TASK BRIEF:
Copy out all of the material below, requests included, and add 58 to each x and y coordinate given in the answers. Leave the numbers in the requests and their format samples unchanged.
+ + + +
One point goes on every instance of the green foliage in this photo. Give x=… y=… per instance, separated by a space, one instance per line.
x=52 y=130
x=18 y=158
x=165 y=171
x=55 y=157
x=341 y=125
+ + + +
FINAL RESULT:
One point goes on every instance of the green foliage in this photo. Give x=… y=… per instance, separated by a space, one instance per line.
x=110 y=188
x=76 y=216
x=223 y=229
x=113 y=215
x=399 y=183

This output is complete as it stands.